**OBJECTIVE:**
Could you copy, word for word, only the lines from the one containing "of the tree" through the last line of the records below, both included?

## start ROWS

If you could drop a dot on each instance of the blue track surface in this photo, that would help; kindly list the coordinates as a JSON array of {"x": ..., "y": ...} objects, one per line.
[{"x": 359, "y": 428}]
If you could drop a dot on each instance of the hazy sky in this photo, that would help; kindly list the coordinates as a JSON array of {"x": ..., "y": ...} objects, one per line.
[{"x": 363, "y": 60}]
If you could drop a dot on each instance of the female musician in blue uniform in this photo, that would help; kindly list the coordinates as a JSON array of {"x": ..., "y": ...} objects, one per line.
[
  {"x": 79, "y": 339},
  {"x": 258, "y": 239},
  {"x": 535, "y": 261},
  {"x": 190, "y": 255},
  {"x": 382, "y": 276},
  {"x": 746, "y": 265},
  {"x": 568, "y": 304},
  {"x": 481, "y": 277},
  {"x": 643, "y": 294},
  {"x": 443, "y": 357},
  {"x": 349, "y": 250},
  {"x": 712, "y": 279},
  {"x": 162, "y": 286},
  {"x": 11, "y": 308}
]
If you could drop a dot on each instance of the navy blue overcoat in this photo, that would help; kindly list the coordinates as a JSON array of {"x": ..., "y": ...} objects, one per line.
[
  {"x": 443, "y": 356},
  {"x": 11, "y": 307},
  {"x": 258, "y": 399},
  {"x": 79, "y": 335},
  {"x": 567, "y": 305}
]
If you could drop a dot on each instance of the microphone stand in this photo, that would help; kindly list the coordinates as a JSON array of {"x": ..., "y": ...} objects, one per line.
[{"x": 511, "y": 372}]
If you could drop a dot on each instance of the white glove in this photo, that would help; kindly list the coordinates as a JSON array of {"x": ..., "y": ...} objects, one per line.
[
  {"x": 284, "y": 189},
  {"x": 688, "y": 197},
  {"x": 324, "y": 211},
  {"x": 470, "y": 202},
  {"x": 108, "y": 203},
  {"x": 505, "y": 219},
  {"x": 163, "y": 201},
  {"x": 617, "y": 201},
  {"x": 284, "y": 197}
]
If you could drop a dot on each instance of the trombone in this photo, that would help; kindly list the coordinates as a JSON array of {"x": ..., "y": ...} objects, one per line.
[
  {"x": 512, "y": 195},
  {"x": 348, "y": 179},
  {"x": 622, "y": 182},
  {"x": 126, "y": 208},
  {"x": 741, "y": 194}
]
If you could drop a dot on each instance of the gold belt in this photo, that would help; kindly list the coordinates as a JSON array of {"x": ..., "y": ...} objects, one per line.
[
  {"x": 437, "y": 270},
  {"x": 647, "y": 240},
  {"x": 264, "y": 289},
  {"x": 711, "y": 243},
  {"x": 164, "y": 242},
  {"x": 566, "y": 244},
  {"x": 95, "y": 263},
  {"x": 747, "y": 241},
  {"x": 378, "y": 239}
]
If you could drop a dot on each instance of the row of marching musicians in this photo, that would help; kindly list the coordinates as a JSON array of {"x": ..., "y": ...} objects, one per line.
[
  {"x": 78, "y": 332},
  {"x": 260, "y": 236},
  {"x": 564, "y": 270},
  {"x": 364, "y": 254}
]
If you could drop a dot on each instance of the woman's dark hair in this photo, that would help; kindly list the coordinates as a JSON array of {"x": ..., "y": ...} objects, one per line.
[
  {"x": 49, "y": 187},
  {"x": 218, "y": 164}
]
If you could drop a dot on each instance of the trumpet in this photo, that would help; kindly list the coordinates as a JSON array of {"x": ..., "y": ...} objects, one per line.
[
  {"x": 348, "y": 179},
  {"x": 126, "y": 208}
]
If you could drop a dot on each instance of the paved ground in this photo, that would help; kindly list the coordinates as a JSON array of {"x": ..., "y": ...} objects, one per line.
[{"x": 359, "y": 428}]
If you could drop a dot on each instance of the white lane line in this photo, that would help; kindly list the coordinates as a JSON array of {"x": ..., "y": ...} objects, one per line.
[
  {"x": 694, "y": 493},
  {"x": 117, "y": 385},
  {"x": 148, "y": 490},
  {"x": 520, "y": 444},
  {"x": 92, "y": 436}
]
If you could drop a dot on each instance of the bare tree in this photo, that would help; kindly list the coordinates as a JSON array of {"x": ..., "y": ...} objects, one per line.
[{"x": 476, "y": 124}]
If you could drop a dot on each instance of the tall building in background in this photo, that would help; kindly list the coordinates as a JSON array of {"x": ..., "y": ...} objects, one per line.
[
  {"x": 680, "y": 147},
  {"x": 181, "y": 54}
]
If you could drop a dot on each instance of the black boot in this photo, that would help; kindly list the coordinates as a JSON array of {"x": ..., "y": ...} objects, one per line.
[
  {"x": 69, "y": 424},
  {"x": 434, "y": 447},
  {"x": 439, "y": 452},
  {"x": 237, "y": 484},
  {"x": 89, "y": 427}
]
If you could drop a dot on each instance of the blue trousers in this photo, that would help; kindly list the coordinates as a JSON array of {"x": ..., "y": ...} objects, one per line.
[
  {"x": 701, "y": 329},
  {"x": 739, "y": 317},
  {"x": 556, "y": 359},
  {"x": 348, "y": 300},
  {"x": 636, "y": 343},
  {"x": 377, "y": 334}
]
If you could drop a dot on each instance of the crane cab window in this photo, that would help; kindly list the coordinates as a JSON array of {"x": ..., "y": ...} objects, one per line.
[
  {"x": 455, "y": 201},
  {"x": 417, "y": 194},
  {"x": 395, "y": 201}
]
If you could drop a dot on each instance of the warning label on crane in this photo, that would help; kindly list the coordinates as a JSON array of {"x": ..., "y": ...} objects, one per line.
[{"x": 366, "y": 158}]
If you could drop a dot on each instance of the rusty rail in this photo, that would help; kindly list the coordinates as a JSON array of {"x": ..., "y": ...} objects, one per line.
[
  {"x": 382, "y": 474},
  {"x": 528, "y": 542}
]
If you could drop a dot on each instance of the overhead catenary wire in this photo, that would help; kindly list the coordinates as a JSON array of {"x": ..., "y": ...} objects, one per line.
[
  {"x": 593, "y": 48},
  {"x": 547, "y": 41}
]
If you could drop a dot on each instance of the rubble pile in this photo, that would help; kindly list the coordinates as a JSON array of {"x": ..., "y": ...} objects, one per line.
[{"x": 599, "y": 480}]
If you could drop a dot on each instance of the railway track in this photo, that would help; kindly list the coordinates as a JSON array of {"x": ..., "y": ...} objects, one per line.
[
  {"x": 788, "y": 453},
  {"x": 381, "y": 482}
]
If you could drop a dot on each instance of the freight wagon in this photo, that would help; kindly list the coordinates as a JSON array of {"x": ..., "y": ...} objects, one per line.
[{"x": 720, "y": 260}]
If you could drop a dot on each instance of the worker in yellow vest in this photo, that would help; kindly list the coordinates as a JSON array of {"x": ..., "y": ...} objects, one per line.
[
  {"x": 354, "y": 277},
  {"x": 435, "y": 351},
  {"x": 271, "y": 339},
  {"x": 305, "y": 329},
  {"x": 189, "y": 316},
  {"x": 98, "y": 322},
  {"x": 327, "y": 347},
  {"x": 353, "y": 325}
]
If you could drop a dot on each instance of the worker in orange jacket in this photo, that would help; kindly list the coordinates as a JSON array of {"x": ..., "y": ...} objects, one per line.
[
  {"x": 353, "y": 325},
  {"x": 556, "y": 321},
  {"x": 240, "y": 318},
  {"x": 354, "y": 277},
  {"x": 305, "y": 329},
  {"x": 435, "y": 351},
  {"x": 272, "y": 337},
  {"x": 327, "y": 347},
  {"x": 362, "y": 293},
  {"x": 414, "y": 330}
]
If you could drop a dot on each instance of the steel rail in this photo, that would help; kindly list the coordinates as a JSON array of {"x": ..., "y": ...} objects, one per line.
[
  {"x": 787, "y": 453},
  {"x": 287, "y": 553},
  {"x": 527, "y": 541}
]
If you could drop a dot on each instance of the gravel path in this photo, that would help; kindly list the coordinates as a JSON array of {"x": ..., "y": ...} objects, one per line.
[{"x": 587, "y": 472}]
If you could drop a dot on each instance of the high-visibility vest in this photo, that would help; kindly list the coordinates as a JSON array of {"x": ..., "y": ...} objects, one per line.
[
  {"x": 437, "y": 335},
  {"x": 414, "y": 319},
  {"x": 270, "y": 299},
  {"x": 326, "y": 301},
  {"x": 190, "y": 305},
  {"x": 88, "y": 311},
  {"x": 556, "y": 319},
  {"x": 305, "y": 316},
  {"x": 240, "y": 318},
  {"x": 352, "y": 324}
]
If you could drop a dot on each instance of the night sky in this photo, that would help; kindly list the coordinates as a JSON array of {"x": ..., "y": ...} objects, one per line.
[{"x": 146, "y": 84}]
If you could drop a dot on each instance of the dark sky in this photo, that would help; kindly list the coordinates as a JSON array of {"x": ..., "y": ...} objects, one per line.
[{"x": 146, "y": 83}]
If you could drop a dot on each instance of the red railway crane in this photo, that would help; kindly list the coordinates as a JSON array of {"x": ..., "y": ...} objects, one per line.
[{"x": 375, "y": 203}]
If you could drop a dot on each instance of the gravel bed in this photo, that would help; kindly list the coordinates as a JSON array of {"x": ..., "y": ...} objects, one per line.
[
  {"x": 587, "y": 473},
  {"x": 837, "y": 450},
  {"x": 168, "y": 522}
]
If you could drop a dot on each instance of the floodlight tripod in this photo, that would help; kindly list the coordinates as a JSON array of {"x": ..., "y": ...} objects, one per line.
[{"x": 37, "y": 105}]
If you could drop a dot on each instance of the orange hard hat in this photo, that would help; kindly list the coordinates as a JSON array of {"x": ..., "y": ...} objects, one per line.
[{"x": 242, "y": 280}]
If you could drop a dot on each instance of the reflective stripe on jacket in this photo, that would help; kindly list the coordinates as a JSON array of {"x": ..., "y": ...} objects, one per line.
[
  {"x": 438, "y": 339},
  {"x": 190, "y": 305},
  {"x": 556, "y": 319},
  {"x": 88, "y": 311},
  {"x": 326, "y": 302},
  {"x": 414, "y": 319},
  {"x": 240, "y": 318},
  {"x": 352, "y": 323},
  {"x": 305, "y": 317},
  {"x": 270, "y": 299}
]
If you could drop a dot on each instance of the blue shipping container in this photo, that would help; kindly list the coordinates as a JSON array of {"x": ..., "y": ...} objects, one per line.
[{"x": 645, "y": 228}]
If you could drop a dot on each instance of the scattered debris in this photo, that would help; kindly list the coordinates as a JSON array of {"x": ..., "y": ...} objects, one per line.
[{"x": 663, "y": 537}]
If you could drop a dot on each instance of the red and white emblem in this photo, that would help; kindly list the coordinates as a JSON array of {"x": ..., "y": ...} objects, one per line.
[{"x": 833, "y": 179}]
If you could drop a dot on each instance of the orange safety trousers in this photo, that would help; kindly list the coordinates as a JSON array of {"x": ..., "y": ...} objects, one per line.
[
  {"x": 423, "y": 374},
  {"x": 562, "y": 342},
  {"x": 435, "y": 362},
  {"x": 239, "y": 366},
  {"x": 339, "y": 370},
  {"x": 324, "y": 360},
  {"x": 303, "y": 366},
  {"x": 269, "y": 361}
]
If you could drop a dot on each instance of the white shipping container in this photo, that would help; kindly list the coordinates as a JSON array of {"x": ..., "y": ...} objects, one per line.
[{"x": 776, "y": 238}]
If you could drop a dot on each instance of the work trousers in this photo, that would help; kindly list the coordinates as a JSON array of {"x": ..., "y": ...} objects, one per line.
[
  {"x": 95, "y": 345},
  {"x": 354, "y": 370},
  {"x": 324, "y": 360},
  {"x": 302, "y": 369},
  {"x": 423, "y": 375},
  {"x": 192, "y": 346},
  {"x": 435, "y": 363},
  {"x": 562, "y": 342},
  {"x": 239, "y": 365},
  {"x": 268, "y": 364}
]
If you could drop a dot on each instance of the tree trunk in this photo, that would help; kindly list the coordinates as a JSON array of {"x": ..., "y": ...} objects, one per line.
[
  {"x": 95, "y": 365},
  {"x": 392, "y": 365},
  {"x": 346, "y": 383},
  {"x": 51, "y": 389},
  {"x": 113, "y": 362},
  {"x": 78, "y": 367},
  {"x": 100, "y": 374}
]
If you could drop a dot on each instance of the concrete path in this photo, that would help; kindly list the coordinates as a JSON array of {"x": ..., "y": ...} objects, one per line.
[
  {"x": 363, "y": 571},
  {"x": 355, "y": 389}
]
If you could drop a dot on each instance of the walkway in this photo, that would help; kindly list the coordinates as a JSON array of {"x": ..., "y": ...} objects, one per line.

## end ROWS

**SOLVED EXERCISE:**
If you could drop a dot on each instance of the tree trunk in this photo, that would help; kindly list the coordinates as a JSON array of {"x": ..., "y": ...} objects, one per line.
[
  {"x": 95, "y": 365},
  {"x": 392, "y": 365},
  {"x": 346, "y": 383},
  {"x": 51, "y": 389},
  {"x": 113, "y": 362},
  {"x": 78, "y": 367},
  {"x": 100, "y": 374}
]
If you could drop a dot on each instance of the concrete path in this photo, that would help; kindly list the coordinates as a JSON array of {"x": ..., "y": ...} objects, one per line.
[
  {"x": 363, "y": 571},
  {"x": 355, "y": 389}
]
If you could drop a dot on each instance of the walkway in this photo, that would help; kindly list the coordinates as a JSON array of {"x": ..., "y": ...} objects, one per line.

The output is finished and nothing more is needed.